YOUR ASSIGNMENT ▸ Each of the lines from the one that contains "the fog light?" to the end of the entries below should be output exactly.

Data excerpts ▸

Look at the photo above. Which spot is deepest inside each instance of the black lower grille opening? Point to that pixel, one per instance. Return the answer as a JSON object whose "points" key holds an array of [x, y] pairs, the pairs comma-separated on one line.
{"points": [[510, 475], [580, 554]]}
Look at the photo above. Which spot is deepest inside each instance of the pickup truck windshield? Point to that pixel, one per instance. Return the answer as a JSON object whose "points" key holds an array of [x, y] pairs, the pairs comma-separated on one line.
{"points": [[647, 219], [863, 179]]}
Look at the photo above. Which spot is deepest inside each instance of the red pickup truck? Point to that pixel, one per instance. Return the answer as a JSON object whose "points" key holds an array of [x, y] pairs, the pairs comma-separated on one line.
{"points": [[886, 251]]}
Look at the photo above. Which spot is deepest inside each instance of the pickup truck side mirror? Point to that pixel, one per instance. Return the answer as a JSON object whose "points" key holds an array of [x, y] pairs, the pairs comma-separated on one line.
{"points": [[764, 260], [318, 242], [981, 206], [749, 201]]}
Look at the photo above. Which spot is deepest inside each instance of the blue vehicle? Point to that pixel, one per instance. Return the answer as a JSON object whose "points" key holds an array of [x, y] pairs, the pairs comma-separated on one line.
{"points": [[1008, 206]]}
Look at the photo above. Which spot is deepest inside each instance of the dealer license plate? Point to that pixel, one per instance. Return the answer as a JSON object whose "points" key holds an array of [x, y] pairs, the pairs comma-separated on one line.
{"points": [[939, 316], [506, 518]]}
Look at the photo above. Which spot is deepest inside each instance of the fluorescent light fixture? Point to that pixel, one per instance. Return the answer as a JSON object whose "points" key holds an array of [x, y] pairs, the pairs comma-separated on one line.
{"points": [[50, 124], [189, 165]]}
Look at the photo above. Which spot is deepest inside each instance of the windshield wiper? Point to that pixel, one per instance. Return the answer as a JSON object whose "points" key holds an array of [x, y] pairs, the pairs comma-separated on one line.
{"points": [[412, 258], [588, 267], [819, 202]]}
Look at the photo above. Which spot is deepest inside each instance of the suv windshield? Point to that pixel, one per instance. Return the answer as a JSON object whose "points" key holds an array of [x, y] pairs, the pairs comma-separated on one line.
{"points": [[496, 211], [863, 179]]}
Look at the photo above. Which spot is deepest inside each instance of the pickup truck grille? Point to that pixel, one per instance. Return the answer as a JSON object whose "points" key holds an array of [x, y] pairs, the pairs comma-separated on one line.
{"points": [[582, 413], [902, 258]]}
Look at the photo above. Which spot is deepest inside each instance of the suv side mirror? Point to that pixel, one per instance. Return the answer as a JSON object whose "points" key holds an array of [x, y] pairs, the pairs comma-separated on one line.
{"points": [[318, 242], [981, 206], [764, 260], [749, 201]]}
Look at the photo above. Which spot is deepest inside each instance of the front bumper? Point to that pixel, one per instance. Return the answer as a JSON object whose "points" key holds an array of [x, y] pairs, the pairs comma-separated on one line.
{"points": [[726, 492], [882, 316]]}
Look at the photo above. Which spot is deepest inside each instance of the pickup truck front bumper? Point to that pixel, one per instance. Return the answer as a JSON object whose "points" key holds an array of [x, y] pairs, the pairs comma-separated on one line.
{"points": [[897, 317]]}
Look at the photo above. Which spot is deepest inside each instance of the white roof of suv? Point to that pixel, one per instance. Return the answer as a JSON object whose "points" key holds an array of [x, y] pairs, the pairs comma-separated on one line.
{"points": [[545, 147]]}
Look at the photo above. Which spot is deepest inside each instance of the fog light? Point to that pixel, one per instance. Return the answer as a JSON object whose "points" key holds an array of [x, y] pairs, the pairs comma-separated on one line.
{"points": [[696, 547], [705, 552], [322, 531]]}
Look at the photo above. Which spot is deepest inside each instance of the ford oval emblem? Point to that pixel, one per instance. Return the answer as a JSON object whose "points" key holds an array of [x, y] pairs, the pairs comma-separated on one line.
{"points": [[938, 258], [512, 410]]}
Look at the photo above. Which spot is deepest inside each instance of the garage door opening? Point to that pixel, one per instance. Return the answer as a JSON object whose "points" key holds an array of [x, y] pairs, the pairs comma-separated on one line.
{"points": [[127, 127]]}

EXERCISE SOLUTION ▸
Look at the photo above. Which spot is deepest inside each instance of the fog light? Point to that pixel, one per instance. Return the answer as a JSON object whose "points" key holds an array of [x, y] pairs, the pairs comma-separated on one line.
{"points": [[696, 547], [705, 552], [322, 531]]}
Look at the photo above. Which spot is deepest inside each instance of the ford oval emblem? Point to that pixel, one per instance. Return the answer as a JSON object whose "points" key holds an array of [x, y] pairs, the pairs comma-separated on one line.
{"points": [[938, 258], [512, 410]]}
Look at the photo above. Which spot is deepest inside each instance of the garage door opening? Point to that pixel, one per instance. Return the answer as a JSON object whose "points" key holds an array of [x, y] pairs, the pairs comma-separated on one line.
{"points": [[127, 127]]}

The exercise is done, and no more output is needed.